Given passage
= Steve Chrisanthou =

British songwriter, producer, engineer

Steve Chrisanthou is a British songwriter, music producer, and recording engineer. He is a Grammy Award, Ivor Novello Award and Brit Award nominee, and a MOBO Award winner for co-writing the song "Put Your Records On" with John Beck and Corinne Bailey Rae. In 2008, Chrisanthou won a National Academy of Recording Arts and Sciences award for his vocal engineering on River: The Joni Letters, a Grammy Award-winning album by Herbie Hancock.

== Early life ==
Chrisanthou was born in Bradford, West Yorkshire, England on 21 January 1967 to a Greek Cypriot father George and English mother Rosemary, he had 3 siblings, Melinda, Danny and David & 5 maternal cousins, Karen, Allyson, Vanessa, Michael & Gillian. He started playing guitar at the age of nine. Chrisanthou played guitar in various local bands and did session work from the age of fourteen. Whilst at Pollard Park middle school, Chrisanthou became noted for his football skills.

== Personal life ==
Chrisanthou married award-winning wildlife artist Stella Mays in 2005. They have two children, one named Edward and another called Archie who both do bike riding for hobbies, also has a child to a previous partner. He is based in Hebden Bridge West Yorkshire, England.

== Music career ==
Chrisanthou began his production career around 1998 with a number of local artists and eventually signed a production/publishing agreement to Goodgroove Songs in 2004. Goodgroove is part-owned by ex-BBC Radio 1 DJ Gary Davies.

Record extracts

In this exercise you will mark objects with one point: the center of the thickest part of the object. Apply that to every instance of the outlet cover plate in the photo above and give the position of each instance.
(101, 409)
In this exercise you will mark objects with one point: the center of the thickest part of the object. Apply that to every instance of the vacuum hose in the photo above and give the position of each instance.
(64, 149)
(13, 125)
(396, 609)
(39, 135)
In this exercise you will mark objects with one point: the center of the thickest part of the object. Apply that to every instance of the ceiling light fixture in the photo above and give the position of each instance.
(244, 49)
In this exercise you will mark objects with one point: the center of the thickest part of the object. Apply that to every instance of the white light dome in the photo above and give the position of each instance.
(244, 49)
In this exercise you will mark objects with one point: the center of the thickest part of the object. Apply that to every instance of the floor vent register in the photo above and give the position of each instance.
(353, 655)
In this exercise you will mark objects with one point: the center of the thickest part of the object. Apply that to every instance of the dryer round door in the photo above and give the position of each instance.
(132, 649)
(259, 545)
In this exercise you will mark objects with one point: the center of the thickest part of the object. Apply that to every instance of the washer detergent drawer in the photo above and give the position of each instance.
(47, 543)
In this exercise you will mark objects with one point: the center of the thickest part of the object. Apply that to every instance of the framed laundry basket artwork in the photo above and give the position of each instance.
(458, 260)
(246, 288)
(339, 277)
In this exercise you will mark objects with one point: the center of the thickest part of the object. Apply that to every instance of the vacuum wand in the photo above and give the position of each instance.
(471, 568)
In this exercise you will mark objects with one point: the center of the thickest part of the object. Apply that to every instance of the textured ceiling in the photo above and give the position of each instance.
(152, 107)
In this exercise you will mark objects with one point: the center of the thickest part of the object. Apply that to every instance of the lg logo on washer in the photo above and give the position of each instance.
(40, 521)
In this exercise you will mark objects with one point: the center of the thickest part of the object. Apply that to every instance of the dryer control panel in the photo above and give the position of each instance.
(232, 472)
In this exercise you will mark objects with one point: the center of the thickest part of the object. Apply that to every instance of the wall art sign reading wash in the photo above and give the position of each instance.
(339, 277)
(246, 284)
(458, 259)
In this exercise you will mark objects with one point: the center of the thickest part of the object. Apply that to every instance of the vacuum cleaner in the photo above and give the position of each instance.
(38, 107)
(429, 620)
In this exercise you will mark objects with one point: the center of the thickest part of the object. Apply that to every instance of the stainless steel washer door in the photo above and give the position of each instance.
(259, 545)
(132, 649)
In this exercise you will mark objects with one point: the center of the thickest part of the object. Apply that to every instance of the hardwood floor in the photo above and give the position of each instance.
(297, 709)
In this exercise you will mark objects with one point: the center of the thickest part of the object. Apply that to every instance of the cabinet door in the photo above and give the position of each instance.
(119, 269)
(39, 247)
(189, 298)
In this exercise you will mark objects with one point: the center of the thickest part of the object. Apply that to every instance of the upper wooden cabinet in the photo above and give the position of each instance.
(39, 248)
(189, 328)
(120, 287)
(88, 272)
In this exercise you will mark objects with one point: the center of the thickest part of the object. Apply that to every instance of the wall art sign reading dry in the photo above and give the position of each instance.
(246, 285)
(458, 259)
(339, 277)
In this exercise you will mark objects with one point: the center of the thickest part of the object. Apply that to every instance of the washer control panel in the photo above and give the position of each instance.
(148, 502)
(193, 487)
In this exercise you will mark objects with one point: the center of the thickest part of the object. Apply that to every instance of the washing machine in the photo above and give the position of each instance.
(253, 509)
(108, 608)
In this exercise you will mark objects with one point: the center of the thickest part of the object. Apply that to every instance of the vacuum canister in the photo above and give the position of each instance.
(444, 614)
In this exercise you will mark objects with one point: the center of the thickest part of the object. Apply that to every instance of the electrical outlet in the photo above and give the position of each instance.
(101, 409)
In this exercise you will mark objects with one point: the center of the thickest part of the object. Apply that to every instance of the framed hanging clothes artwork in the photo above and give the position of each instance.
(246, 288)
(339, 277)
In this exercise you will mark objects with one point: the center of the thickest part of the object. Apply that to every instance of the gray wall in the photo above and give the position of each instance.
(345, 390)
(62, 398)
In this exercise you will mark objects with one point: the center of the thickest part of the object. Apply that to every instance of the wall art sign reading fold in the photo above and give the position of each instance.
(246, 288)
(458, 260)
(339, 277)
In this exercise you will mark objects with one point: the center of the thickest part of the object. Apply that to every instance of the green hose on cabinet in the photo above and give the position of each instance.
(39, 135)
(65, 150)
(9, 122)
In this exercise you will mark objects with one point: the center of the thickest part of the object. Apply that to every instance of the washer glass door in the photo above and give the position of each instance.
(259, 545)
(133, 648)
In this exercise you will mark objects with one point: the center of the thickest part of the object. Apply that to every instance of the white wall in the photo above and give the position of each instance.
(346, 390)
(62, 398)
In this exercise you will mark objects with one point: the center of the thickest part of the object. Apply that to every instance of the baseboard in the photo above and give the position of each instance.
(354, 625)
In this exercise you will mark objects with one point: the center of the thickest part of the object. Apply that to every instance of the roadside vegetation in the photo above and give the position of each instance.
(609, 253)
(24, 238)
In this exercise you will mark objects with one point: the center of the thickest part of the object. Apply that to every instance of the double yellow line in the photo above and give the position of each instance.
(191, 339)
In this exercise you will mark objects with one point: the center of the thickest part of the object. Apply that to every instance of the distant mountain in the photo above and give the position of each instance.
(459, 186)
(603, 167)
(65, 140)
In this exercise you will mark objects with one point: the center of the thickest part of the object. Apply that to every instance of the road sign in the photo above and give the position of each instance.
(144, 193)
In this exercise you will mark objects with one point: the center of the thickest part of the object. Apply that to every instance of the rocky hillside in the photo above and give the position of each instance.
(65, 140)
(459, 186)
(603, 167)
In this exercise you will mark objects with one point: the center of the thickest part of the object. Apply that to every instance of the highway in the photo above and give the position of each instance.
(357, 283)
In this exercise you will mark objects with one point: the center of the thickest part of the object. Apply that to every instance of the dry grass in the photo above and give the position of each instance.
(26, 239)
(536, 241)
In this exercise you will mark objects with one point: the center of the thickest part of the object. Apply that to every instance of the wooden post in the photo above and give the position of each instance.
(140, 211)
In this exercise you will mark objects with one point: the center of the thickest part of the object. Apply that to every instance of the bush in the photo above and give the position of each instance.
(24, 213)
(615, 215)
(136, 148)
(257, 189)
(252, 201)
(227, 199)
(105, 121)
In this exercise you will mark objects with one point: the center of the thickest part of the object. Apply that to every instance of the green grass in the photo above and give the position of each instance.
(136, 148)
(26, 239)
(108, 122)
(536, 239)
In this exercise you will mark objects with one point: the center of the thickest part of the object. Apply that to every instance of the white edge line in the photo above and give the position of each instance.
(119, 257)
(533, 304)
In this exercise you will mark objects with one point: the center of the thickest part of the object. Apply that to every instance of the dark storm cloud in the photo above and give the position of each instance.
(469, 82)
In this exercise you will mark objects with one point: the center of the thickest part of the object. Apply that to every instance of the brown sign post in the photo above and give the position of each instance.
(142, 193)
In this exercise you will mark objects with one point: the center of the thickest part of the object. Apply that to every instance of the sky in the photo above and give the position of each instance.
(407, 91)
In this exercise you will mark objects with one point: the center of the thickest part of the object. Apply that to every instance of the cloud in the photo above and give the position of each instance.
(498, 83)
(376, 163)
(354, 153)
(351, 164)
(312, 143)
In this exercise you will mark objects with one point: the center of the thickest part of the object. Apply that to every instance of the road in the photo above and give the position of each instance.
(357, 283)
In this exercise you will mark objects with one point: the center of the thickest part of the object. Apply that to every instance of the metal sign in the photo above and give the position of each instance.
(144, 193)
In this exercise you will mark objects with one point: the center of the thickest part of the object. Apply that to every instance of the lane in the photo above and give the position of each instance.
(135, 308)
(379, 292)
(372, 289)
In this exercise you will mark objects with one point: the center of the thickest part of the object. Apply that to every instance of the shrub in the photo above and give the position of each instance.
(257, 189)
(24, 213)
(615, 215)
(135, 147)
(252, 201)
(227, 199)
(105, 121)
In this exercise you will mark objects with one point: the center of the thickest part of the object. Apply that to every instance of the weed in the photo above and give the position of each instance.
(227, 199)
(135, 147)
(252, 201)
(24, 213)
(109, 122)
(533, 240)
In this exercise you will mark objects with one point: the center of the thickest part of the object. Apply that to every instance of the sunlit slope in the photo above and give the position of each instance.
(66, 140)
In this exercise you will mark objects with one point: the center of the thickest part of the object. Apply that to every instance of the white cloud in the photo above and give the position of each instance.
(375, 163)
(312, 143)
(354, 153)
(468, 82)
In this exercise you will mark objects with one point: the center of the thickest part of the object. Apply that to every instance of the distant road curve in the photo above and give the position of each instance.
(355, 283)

To-do list
**1.** Reproduce word for word the part of the Steve Chrisanthou biography that opens with the words containing "British songwriter, producer, engineer" and closes with "by Herbie Hancock.".
**2.** Write out verbatim the part of the records that opens with the line containing "the distant road" and runs through the final line of the records.

Responses by task
**1.**
British songwriter, producer, engineer

Steve Chrisanthou is a British songwriter, music producer, and recording engineer. He is a Grammy Award, Ivor Novello Award and Brit Award nominee, and a MOBO Award winner for co-writing the song "Put Your Records On" with John Beck and Corinne Bailey Rae. In 2008, Chrisanthou won a National Academy of Recording Arts and Sciences award for his vocal engineering on River: The Joni Letters, a Grammy Award-winning album by Herbie Hancock.

**2.**
In this exercise you will mark objects with one point: the center of the thickest part of the object. Apply that to every instance of the distant road curve in the photo above and give the position of each instance.
(355, 283)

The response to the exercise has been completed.